▶ PASSAGE PROVIDED:
= = = = = = =
In 1934 Henderson was the Home Economics head of the General Electric Kitchen in Vancouver where she tested recipes for a weekly contest run by The Province [iv]. Cooking demonstrations quickly became popular. A 1943 publication that Henderson wrote for Burns and Company, a large Alberta-based meat packer emphasized war-time recipes and thrift hints[v]. It was entitled “How to Save in Your Kitchen” and promoted the use of Burns and Co.’s products, “especially Spork, canned spiced pork described as ‘the new meat sensation of the day’”[vi].

The Vancouver Daily Province Modern Kitchen focused on cooking clinics and kitchen basics. As well as a daily kitchen column, every Thursday’s Province included an afternoon “cookery page”. A weekly radio show was broadcast around BC.  Free cooking schools were held periodically and people were encouraged to phone, write or drop into the test kitchen with their questions. A number of publications were written during the twenty-odd years that the Modern Kitchen was directed by Henderson.

 In the Vancouver Daily Province Christmas Edition of recipes, “Tested” appears as part of the cover title.  Inside, Henderson wrote: “Now, more than ever, good  cooks are insisting on dependable recipes. They know that cooking failures are wasteful and waste is no longer just a personal matter”.  The recipe booklet is not dated, but this statement probably alludes to World War II food restrictions.

Test kitchens required staff, and in 1951 Henderson’s staff included Winnie McLear, Food Editor, Helen Lakie, Nutritionist, and Dorothy Britton, Food technician,who shortly thereafter went to work at the Summerland Research Station in the Okanagan [vii].
= = = = = = =
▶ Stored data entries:
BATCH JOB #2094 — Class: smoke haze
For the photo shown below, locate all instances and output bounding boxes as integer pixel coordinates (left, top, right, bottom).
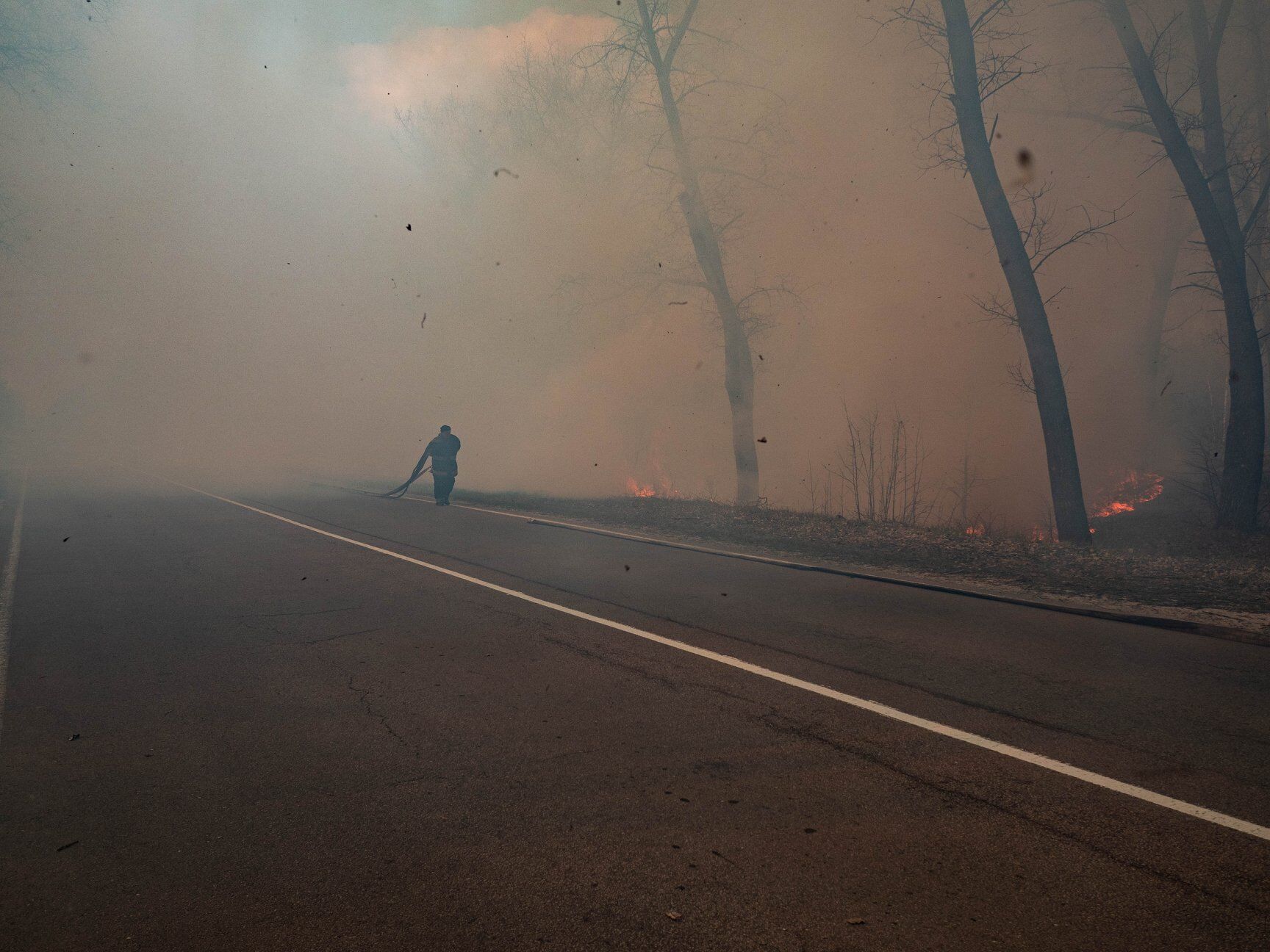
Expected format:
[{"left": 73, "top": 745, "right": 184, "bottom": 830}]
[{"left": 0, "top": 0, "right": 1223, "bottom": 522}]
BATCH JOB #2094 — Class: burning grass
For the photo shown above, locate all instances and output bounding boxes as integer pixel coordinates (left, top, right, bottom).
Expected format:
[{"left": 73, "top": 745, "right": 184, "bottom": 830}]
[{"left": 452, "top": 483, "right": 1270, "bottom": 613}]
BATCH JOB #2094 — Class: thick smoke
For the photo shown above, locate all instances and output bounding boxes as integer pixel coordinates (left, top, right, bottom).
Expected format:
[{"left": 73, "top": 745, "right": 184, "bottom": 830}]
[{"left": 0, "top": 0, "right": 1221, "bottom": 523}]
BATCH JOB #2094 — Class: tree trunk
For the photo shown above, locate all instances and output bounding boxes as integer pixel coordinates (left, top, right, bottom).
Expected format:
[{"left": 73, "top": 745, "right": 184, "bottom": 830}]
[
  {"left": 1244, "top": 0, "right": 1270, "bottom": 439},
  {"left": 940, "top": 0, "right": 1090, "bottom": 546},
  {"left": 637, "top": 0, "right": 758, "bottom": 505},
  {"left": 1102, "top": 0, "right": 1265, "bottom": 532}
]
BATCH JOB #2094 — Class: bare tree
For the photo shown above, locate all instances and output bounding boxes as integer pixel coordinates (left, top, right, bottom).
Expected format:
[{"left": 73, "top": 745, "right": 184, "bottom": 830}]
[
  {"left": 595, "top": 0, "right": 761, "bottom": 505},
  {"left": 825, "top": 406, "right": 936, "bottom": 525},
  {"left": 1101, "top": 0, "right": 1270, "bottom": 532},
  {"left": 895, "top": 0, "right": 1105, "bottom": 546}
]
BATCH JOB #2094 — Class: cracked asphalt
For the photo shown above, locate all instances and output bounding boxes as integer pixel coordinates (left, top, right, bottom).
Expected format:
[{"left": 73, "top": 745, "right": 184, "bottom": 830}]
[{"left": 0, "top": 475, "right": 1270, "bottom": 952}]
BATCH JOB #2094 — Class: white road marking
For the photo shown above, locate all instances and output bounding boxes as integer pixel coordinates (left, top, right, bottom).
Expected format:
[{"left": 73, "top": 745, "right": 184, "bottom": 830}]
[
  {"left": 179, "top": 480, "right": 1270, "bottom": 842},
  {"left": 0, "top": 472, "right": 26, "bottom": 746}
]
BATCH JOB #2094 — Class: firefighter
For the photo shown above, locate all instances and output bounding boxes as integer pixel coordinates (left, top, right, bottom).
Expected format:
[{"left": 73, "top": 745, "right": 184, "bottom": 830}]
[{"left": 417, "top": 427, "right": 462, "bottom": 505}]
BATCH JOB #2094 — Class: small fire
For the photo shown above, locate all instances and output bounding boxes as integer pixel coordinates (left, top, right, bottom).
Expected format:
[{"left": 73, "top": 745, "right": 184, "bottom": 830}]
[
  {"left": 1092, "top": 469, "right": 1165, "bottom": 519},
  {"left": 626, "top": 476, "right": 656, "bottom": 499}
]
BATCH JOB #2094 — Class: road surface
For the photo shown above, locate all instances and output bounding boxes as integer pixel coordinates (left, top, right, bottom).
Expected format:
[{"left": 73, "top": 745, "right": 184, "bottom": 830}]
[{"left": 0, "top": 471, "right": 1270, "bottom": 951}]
= = = = = = =
▶ TASK TO COMPLETE: Rewrite the stretch of the Modern Kitchen passage from "In the Vancouver" through "II food restrictions.", renaming "booklet" as "pamphlet". The entries have no connection to the passage about the Province Modern Kitchen.

▶ SOLUTION:
In the Vancouver Daily Province Christmas Edition of recipes, “Tested” appears as part of the cover title.  Inside, Henderson wrote: “Now, more than ever, good  cooks are insisting on dependable recipes. They know that cooking failures are wasteful and waste is no longer just a personal matter”.  The recipe pamphlet is not dated, but this statement probably alludes to World War II food restrictions.